**WORK REQUEST**
What is needed here is an exact copy of all the data.

**TASK MATERIAL**
____

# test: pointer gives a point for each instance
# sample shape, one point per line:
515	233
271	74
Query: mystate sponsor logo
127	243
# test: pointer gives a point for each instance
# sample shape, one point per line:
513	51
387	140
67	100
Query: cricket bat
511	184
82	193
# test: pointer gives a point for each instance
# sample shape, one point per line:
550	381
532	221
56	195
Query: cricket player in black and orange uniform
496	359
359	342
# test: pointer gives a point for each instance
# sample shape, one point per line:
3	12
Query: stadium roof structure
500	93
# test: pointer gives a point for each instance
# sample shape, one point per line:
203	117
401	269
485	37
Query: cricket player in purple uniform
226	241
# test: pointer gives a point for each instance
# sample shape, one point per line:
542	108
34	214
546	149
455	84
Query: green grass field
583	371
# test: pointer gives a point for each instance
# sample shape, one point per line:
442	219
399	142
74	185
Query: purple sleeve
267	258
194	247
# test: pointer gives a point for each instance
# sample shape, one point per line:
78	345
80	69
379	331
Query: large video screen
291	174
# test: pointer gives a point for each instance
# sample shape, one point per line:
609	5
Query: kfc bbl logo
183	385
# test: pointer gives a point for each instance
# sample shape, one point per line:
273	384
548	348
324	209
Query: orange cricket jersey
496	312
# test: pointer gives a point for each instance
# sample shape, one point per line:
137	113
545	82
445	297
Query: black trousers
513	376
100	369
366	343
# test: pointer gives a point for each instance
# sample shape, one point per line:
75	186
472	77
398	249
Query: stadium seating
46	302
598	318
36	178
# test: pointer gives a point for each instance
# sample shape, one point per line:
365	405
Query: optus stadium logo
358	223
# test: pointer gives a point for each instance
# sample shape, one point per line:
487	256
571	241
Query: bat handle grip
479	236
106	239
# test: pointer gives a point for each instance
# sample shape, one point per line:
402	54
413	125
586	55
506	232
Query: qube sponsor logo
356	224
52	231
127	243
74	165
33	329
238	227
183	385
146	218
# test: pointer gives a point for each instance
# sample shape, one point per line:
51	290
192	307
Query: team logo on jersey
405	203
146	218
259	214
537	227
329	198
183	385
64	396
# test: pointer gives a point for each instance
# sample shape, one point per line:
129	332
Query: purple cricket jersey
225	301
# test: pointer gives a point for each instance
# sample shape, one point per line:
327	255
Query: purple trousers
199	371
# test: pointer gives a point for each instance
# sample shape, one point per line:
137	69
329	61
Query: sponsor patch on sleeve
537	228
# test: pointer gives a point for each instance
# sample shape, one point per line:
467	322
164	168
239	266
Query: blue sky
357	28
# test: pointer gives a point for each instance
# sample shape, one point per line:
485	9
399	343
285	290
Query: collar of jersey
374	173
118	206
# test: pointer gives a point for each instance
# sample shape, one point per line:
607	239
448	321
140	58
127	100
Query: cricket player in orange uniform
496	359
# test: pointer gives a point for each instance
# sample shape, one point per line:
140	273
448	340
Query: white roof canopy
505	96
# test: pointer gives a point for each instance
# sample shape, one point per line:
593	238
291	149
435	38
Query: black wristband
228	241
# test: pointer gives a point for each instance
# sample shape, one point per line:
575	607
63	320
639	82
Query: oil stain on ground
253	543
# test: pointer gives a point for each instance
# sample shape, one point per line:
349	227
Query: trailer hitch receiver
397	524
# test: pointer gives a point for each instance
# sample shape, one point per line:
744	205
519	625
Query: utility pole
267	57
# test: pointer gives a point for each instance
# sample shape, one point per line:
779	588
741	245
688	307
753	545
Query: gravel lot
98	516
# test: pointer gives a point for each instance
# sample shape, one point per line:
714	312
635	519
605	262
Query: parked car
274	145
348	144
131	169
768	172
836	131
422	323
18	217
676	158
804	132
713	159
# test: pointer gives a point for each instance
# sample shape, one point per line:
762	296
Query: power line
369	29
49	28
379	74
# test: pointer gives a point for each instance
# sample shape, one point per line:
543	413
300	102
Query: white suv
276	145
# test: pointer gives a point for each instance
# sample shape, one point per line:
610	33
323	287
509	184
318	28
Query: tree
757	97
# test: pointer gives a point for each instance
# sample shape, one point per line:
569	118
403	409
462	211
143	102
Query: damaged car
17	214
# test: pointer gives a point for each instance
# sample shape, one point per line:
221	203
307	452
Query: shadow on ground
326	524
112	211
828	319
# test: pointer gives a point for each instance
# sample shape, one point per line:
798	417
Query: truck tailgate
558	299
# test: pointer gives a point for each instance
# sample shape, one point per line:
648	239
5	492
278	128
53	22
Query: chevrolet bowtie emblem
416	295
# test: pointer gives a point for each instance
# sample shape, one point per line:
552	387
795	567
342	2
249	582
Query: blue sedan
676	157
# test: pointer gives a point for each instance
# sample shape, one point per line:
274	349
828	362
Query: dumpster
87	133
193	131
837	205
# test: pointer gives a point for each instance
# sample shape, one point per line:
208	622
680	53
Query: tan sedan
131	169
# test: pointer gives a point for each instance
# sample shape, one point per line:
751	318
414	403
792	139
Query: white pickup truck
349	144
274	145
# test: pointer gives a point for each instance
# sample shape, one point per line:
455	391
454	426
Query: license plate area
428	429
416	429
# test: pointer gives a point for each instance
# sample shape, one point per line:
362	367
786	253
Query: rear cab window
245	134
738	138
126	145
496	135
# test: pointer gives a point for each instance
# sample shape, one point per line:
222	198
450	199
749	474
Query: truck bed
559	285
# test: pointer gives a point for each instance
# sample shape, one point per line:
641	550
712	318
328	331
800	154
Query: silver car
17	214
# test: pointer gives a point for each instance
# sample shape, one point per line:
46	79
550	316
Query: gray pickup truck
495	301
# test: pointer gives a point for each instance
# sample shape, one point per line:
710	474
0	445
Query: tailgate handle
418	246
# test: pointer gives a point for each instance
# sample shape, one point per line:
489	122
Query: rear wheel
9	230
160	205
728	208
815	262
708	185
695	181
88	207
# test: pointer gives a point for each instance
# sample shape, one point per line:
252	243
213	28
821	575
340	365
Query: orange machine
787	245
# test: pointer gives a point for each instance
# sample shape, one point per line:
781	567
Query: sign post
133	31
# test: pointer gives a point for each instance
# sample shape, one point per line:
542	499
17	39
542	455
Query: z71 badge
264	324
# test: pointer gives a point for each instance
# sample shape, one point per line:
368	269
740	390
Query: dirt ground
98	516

____

**RESULT FOR THIS TASK**
# test: pointer gives a point for each instance
# sample shape, one point per line:
515	233
271	74
Query: mystate sponsor logo
127	243
# test: pointer gives a point for each instance
# sample shape, one point per line:
513	51
387	140
67	100
Query: cricket bat
511	184
82	193
# test: pointer gives a point for each instance
# sample shape, one point per line:
550	381
532	221
56	195
Query: cricket player in black and orange uniform
496	359
359	342
# test: pointer gives a point for each instance
# sample shape, one point per line:
3	12
Query: stadium roof structure
500	93
# test: pointer gives a point for each instance
# sample shape, one point per line:
203	117
401	269
485	37
Query: cricket player in purple uniform
226	241
# test: pointer gives a point for each instance
# sample shape, one point per line:
542	108
34	214
546	149
455	84
Query: green grass field
583	371
# test: pointer gives a point for each instance
# sample shape, one point per line:
442	219
399	142
74	185
Query: purple sleeve
267	258
194	247
# test: pointer gives a point for each instance
# sample shape, one point per line:
78	345
80	69
379	331
Query: large video screen
291	174
# test: pointer gives a point for each instance
# sample shape, one point per line:
609	5
Query: kfc bbl logo
183	385
# test: pointer gives a point for each instance
# sample shape, one point per line:
273	384
548	348
324	209
Query: orange cricket jersey
496	312
# test: pointer gives a point for each instance
# sample shape, one point per line:
137	113
545	82
445	297
Query: black trousers
513	376
100	369
366	343
# test: pointer gives a point for each instance
# sample shape, one point per line:
75	186
472	77
398	249
Query: stadium seating
46	302
598	318
36	178
# test: pointer gives a point for each instance
# sample shape, one point per line:
365	405
Query: optus stadium logo
358	223
# test: pointer gives a point for each instance
# sample shape, one point per line:
487	256
571	241
Query: bat handle grip
479	236
106	239
# test: pointer gives a point for each instance
# sample shape, one point per line:
402	54
413	125
586	55
506	232
Query: qube sponsor logo
356	224
52	231
127	243
74	165
33	329
238	227
183	385
146	218
# test: pointer gives a point for each instance
# sample shape, one point per line:
51	290
192	307
Query: team logo on jersey
405	203
146	218
259	214
537	227
329	198
183	385
64	396
# test: pointer gives a point for each instance
# sample shape, one point per line:
129	332
Query: purple cricket jersey
225	301
# test: pointer gives a point for each instance
# sample shape, one point per line:
327	255
Query: purple trousers
199	371
# test: pointer gives a point for each instance
# sample shape, one point per line:
137	69
329	61
Query: sponsor patch on sleeve
537	228
# test: pointer gives a point for each instance
# sample shape, one point per line:
467	322
164	168
239	266
Query: blue sky
357	28
# test: pointer gives a point for each instance
# sample shape, one point per line:
485	9
399	343
285	290
Query: collar of jersey
374	173
118	206
# test: pointer gives a point for each instance
# sample shape, one point per line:
607	239
448	321
140	58
127	100
Query: cricket player in orange uniform
496	359
# test: pointer gives a point for each instance
# sample shape, one point per line:
140	273
448	340
Query: white roof canopy
505	96
# test: pointer gives a point for each instance
# sample shape, one point per line:
593	238
291	149
435	38
Query: black wristband
228	241
# test: pointer gives a point for each instance
# sample shape, one point per line:
575	607
63	320
639	82
Query: oil stain on ground
253	543
# test: pointer gives a point for each instance
# sample shape, one point per line:
349	227
Query: trailer hitch receiver
397	524
# test: pointer gives a point for each instance
# sample shape, one point per line:
744	205
519	625
Query: utility pole
267	57
# test: pointer gives a point for each instance
# sample shape, one point per line:
779	588
741	245
688	307
753	545
Query: gravel lot
98	516
# test: pointer gives a point for each instance
# sample shape, one point per line:
714	312
635	519
605	262
Query: parked car
274	145
348	144
131	169
768	172
836	131
422	323
18	217
676	158
804	132
713	159
# test: pointer gives a point for each instance
# sample shape, one point per line:
762	296
Query: power line
369	29
49	28
379	74
# test: pointer gives a point for each instance
# sample shape, one point per line:
543	413
300	102
Query: white suv
276	145
# test: pointer gives a point for each instance
# sample shape, one point per line:
610	33
323	287
509	184
318	28
Query: tree
757	97
# test: pointer gives a point for each instance
# sample shape, one point per line:
569	118
403	409
462	211
143	102
Query: damaged car
17	214
# test: pointer gives a point for each instance
# sample shape, one point per line:
221	203
307	452
Query: shadow on ground
326	524
112	211
828	319
# test: pointer gives a point for each instance
# sample shape, one point per line:
798	417
Query: truck tailgate
558	299
# test: pointer gives a point for each instance
# sample shape, one point per line:
648	239
5	492
278	128
53	22
Query: chevrolet bowtie emblem
416	295
# test: pointer gives a point for each instance
# sample shape, one point per line:
552	387
795	567
342	2
249	582
Query: blue sedan
676	157
# test: pointer gives a point for each instance
# sample shape, one point per line:
274	349
828	362
Query: dumpster
87	133
193	131
837	205
# test: pointer gives a point for each instance
# sample shape, one point per line:
208	622
680	53
Query: tan sedan
131	169
# test: pointer gives a point for each instance
# sample shape, one point per line:
751	318
414	403
792	139
Query: white pickup truck
349	144
274	145
# test: pointer gives a point for each instance
# sample shape, one point per line:
455	391
454	426
Query: license plate area
428	429
416	429
# test: pointer gives a point for each instance
# sample shape, one point per line:
362	367
786	253
Query: rear cab window
245	134
738	138
126	145
496	135
# test: pointer gives a point for each instance
# sample shape, one point per line:
222	198
450	199
749	474
Query: truck bed
559	285
# test: pointer gives a point for each instance
# sample shape, one point per line:
641	550
712	318
328	331
800	154
Query: silver car
17	214
# test: pointer gives a point for each instance
# sample shape, one point per line:
46	79
550	316
Query: gray pickup truck
495	301
# test: pointer gives a point for each instance
# sample shape, one point per line:
710	474
0	445
Query: tailgate handle
418	246
# test: pointer gives a point for each instance
# sample shape, one point per line:
489	122
Query: rear wheel
9	230
160	205
728	208
815	262
708	185
695	181
88	207
# test: pointer gives a point for each instance
# sample shape, one point per line:
252	243
213	28
821	575
340	365
Query: orange machine
787	245
# test: pointer gives a point for each instance
# sample shape, one point per line:
781	567
Query: sign post
133	31
# test: pointer gives a point for each instance
# sample shape, one point per line:
542	499
17	39
542	455
Query: z71 badge
264	324
# test: pointer gives a point for each instance
# sample shape, one point per line:
368	269
740	390
Query: dirt ground
98	516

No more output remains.